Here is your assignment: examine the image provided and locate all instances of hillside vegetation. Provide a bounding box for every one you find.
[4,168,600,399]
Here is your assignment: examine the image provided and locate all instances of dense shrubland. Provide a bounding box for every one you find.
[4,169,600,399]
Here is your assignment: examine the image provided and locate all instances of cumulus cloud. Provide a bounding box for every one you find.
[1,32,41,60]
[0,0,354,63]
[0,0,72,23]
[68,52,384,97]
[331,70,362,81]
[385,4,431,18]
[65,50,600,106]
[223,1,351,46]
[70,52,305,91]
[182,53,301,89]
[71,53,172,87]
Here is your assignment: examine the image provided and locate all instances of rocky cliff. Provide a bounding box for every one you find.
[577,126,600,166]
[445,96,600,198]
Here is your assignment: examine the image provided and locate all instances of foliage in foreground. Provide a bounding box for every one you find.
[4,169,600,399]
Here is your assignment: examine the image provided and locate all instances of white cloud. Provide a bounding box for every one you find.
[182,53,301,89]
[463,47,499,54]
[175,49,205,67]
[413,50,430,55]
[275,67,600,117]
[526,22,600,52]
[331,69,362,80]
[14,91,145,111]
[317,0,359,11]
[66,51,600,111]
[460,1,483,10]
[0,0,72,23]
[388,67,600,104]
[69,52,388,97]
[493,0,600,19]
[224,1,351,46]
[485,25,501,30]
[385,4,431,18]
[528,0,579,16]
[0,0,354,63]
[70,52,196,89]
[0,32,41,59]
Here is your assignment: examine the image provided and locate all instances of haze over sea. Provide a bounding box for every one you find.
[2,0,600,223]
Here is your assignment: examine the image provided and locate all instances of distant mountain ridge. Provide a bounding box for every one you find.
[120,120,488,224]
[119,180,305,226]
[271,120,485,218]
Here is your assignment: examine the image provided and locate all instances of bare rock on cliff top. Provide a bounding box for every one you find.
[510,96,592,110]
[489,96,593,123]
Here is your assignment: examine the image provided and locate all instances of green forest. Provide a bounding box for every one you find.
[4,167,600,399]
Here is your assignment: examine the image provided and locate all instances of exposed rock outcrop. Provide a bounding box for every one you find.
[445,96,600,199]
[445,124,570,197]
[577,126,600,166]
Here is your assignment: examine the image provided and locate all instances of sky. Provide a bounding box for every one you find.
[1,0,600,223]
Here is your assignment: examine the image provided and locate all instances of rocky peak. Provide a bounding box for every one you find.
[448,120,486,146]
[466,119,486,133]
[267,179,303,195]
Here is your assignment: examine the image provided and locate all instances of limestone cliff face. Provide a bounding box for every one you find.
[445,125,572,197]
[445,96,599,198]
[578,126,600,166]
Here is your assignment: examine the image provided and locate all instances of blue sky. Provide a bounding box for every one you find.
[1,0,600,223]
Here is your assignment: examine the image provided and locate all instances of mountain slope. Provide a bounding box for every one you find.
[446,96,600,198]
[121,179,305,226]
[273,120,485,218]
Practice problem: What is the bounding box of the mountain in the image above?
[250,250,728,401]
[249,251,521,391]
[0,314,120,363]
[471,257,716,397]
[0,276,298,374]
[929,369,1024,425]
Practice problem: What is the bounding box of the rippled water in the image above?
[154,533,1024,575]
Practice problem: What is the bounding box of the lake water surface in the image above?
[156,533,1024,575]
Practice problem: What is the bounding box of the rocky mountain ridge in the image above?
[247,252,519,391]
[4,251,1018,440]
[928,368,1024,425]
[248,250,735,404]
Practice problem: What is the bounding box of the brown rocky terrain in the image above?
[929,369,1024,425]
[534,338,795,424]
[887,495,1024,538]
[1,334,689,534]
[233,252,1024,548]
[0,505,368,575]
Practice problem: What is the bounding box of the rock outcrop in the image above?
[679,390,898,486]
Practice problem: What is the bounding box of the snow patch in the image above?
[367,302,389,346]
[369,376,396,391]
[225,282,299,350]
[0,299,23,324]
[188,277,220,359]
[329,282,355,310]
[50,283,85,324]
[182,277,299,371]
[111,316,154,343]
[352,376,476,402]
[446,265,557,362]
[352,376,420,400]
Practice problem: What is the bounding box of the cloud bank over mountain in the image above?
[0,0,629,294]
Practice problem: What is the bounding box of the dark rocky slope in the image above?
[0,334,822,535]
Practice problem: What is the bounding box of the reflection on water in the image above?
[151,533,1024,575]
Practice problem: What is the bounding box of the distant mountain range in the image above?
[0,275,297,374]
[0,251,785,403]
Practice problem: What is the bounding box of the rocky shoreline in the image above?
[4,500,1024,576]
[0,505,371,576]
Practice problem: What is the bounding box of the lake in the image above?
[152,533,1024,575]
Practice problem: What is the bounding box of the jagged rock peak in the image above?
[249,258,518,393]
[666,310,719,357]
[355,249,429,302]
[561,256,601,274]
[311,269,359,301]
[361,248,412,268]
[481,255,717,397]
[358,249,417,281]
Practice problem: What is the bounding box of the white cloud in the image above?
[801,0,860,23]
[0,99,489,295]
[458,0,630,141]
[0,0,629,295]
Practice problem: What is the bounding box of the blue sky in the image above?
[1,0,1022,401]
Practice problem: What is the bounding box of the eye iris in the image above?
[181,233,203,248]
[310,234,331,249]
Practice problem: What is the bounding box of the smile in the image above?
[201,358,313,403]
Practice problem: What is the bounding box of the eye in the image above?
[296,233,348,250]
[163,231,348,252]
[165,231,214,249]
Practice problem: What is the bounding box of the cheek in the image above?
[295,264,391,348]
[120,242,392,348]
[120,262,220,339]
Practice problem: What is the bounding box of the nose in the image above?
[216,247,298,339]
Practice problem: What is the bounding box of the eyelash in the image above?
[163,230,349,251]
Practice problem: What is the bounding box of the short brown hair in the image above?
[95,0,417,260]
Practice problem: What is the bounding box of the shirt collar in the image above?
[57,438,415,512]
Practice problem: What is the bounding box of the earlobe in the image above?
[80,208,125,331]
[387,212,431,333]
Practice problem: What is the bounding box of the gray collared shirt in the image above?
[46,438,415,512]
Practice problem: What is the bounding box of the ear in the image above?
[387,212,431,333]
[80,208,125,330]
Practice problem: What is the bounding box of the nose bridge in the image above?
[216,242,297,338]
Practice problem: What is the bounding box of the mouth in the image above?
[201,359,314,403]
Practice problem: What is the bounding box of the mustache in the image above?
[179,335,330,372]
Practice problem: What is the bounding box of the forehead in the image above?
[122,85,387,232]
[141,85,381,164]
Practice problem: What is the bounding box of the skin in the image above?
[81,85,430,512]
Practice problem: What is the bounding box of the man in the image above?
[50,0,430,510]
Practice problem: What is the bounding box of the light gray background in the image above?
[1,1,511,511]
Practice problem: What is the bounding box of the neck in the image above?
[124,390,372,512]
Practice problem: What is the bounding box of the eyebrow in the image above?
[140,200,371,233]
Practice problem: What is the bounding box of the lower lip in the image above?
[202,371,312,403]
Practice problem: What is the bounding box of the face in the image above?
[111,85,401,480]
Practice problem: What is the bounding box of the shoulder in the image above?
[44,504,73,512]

•••

BRIEF → Word for word, every record must be given again.

THE ANSWER →
Here is your assignment: examine the image provided and locate all instances of hillside vegetation. Provide a bounding box for every one you find.
[4,168,600,399]
Here is your assignment: examine the image provided and locate all instances of dense shrubland. Provide a bounding box for every one you find.
[4,169,600,399]
Here is your assignment: examine the image provided and locate all instances of cumulus cloud. Provide a bounding box for every one you find.
[1,32,41,60]
[0,0,354,63]
[0,0,72,23]
[68,52,384,97]
[331,70,362,81]
[385,4,431,18]
[65,50,600,106]
[223,1,351,46]
[70,52,305,91]
[182,53,301,89]
[71,53,172,87]
Here is your assignment: examine the image provided and locate all instances of rocky cliff. Provide a bounding box for every one you find.
[577,126,600,166]
[445,96,600,198]
Here is your assignment: examine the image provided and locate all instances of foliage in foreground. Provide a bounding box for every one you find.
[4,169,600,399]
Here is your assignment: examine the image provided and locate all instances of white cloud. Provide a bounding box for every one you find.
[182,53,301,89]
[463,47,499,54]
[175,49,205,67]
[413,50,430,55]
[275,67,600,117]
[526,22,600,52]
[331,69,362,80]
[14,91,145,111]
[317,0,359,11]
[66,51,600,111]
[460,1,483,10]
[0,0,72,23]
[388,67,600,104]
[69,52,388,97]
[493,0,600,19]
[224,1,351,46]
[485,25,501,30]
[385,4,431,18]
[528,0,579,16]
[0,0,354,63]
[70,52,196,89]
[0,32,41,59]
Here is your assignment: examine the image provided and locate all instances of haze over sea. Provide a bounding box for every one you find.
[2,0,600,223]
Here is your assignment: examine the image provided and locate all instances of distant mountain ridge. Provide a bounding box for every one you find.
[120,120,488,224]
[119,180,305,226]
[271,120,485,218]
Here is your assignment: examine the image provided and locate all instances of bare rock on cliff top. Provide a bounding box for every one you find.
[510,96,592,110]
[489,96,593,123]
Here is your assignment: examine the image provided and locate all instances of green forest. Provide a bounding box for every one you find.
[4,167,600,399]
Here is your assignment: examine the image provided and locate all instances of exposed rock outcrop. Provide a bounding box for every one you find.
[445,96,600,199]
[445,124,570,197]
[577,126,600,166]
Here is your assignment: examine the image provided and locate all instances of sky. Provide a bounding box for every one you find.
[1,0,600,223]
Here is your assignment: examine the image provided and locate all instances of rocky peak. Provide a bounding box for every one you find.
[448,120,486,146]
[466,119,486,133]
[267,179,303,195]
Here is your assignment: examine the image provided and locate all instances of limestone cliff face. Provide a bounding box for every one you find.
[445,125,572,197]
[445,96,599,198]
[578,126,600,166]
Here is your assignment: examine the image provided and locate all instances of blue sky. Provide a bounding box for every one you find.
[1,0,600,223]
Here is your assignment: examine the image provided and locate all instances of mountain slope. Provide a bounding box for every one you find.
[446,96,600,198]
[121,179,305,226]
[273,120,485,218]
Practice problem: What is the bounding box of the mountain in the image above?
[250,250,728,401]
[249,251,521,391]
[0,314,120,363]
[471,257,716,397]
[0,276,298,374]
[929,369,1024,425]
Practice problem: What is the bounding box of the rippled water in the image above?
[154,533,1024,575]
Practice problem: What is the bounding box of the lake water surface in the image above?
[156,533,1024,575]
Practice problem: What is the bounding box of the rocky mountain ridge in the image above?
[247,252,519,391]
[4,251,1018,440]
[928,368,1024,425]
[248,250,735,404]
Practice problem: What is the bounding box of the brown rocky terrain in the image above?
[929,369,1024,425]
[534,338,795,424]
[887,495,1024,538]
[1,334,689,534]
[233,252,1024,548]
[0,505,368,575]
Practice problem: What is the bounding box of the rock outcrop in the image above?
[679,390,898,486]
Practice problem: What is the bounding box of the snow patch in the image above?
[367,302,389,346]
[369,376,396,391]
[225,282,299,350]
[0,299,23,324]
[188,277,220,359]
[329,282,355,310]
[50,283,85,324]
[182,277,299,371]
[111,316,154,343]
[352,376,476,402]
[446,265,557,362]
[352,376,420,400]
Practice problem: What is the bounding box of the cloud bank over mountain in the image above?
[0,0,629,294]
Practice problem: What is the bounding box of the dark rocky slope in the image above?
[0,334,822,535]
Practice problem: What is the bounding box of the reflection on water in the image above?
[151,533,1024,575]
Practice problem: What is the bounding box of the distant mountain range in the image above?
[0,275,297,374]
[0,251,785,403]
Practice problem: What is the bounding box of the rocky shoreline in the image above?
[4,500,1024,576]
[0,505,371,576]
Practice problem: What is the bounding box of the lake in the image above?
[152,533,1024,575]
Practice problem: What is the bounding box of the jagged rock peak in the image above?
[249,258,518,393]
[666,310,719,357]
[355,249,429,302]
[561,256,601,274]
[311,269,359,301]
[361,248,412,268]
[481,255,717,397]
[358,249,417,281]
Practice problem: What is the bounding box of the white cloud in the image above?
[801,0,860,23]
[0,99,489,295]
[458,0,630,141]
[0,0,629,295]
Practice problem: What is the bounding box of the blue sky in the image above?
[1,0,1022,401]
Practice problem: What is the bounding box of the eye iris in the image above?
[181,233,203,248]
[310,234,331,249]
Practice problem: What is the bounding box of the smile in the image above?
[201,358,313,403]
Practice problem: What is the bounding box of the eye in the image above?
[296,233,348,250]
[163,231,348,252]
[165,231,214,249]
Practice problem: What is the bounding box of the cheek in the image above?
[295,264,391,348]
[120,242,392,348]
[120,262,220,339]
Practice problem: What is the bounding box of the nose in the image above?
[216,247,298,339]
Practice problem: What is the bounding box of the eyelash in the image above?
[163,230,349,251]
Practice problem: What is the bounding box of the short brown hair in the image above?
[95,0,417,260]
Practice problem: What is the bounding box of the shirt collar in the image above?
[57,438,415,512]
Practice problem: What is the bounding box of the earlobe in the image above?
[80,208,125,331]
[387,212,431,333]
Practice problem: What is the bounding box of the gray collared shirt in the image above?
[46,438,415,512]
Practice problem: What is the bounding box of the ear in the image above?
[387,212,431,333]
[80,208,125,330]
Practice problem: What is the bounding box of the nose bridge in the image above?
[216,242,297,338]
Practice problem: What is the bounding box of the mouth in the image above?
[201,359,314,403]
Practice problem: What is the bounding box of the mustache in the image above?
[179,335,330,372]
Practice problem: What is the bounding box of the forehead in the image above?
[122,85,387,232]
[141,85,381,164]
Practice problem: What is the bounding box of the skin in the image above?
[81,85,430,512]
Practice problem: What is the bounding box of the man in the image above?
[50,0,430,510]
Practice problem: What is the bounding box of the light gray background in the image above?
[1,1,511,511]
Practice problem: What is the bounding box of the neck in the image above?
[124,390,372,512]
Practice problem: What is the bounding box of the eyebrow in the image above?
[140,200,371,233]
Practice problem: What is the bounding box of the lower lip in the image above?
[202,371,312,403]
Practice problem: What is the bounding box of the face in the image above?
[111,85,401,480]
Practice problem: What is the bounding box of the shoulder in the image above?
[44,504,73,512]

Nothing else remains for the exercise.